→ **EXCERPT**
________
Then you go into deductive logic based tools and higher order logic based tools. Uh, spectrum is, is, is very important because, The effort that we have, you know, coming back to the Rust standard library verification effort, it’s not about Connie. It’s about ensuring that we can use this spectrum of tools to go give guarantees for the future. An effort, like at a very basic level, an effort is a collection of people who are trying to achieve a goal. And one of the first things they do is create a demonstration that, hey, I can go do something. And what we have done thus far is given a demonstration. And the hope is, the idea is that more and more people join this effort and bring in their specialties and their tools.

[00:23:52] Tim: That’s extremely exciting. Do you think that the, although I’m just going to wait for my dog to decide to stop barking.

[00:24:01] Rahul Kumar: Sure.

[00:24:02] Tim: I think someone just came home, which makes us excited. The, um,

here’s a question for you. Do you think there are a large number of tools that are sitting in the darkness waiting to kind of be revealed to the world?
________
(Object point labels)
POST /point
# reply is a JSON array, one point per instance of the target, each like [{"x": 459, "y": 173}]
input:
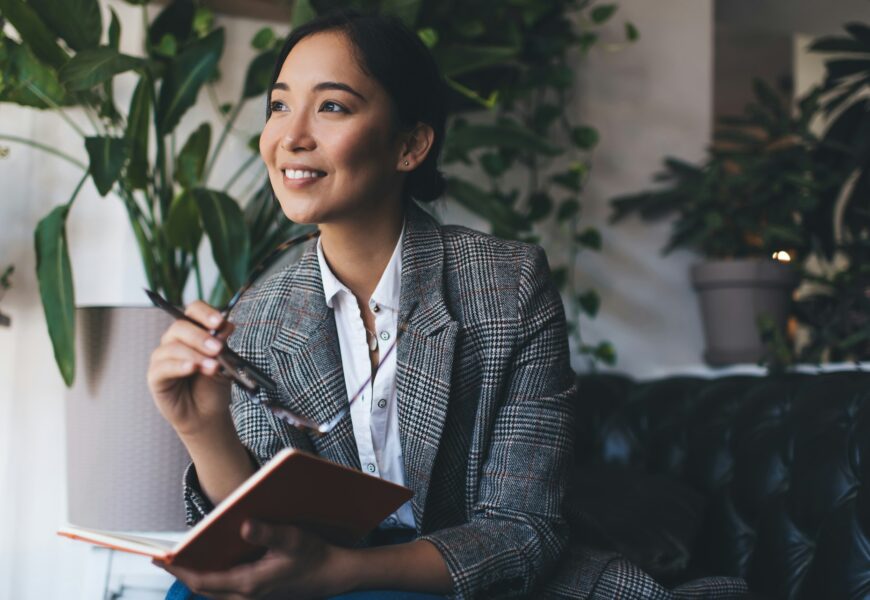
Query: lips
[{"x": 302, "y": 174}]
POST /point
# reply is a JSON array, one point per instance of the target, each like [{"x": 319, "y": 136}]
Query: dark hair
[{"x": 397, "y": 59}]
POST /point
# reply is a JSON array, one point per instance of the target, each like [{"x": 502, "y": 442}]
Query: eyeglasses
[{"x": 245, "y": 373}]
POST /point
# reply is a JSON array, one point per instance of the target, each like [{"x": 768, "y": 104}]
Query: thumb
[{"x": 277, "y": 537}]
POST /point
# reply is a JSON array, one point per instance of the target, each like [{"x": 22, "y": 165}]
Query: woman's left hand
[{"x": 298, "y": 564}]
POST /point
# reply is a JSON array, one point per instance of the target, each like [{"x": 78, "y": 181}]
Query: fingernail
________
→ **TASKS**
- 1) In the transcript, what is an effort at a very basic level?
- 2) Rewrite all of the records with "Query" replaced by "Target" and everything else unchanged. Leave the pictures out.

→ **OUTPUTS FOR THE TASKS**
- 1) A collection of people who are trying to achieve a goal.

- 2)
POST /point
# reply is a JSON array, one point per instance of the target, each like [{"x": 459, "y": 173}]
input:
Target: lips
[{"x": 302, "y": 174}]
POST /point
# reply is a JSON array, one point per instance of the target, each like [{"x": 319, "y": 136}]
Target: dark hair
[{"x": 397, "y": 59}]
POST /point
# reply is a JSON array, one point per instance of the target, each like [{"x": 502, "y": 442}]
Target: eyeglasses
[{"x": 245, "y": 373}]
POST /point
# reply is a JSON array, one point per instance of the target, each like [{"x": 768, "y": 104}]
Target: thumb
[{"x": 277, "y": 537}]
POST /point
# reply is a JSON array, one point per instance of the target, each like [{"x": 22, "y": 165}]
Target: woman's left hand
[{"x": 298, "y": 564}]
POST /point
# reply is a JSON array, one point per instance of the target, each like [{"x": 78, "y": 181}]
Target: fingernail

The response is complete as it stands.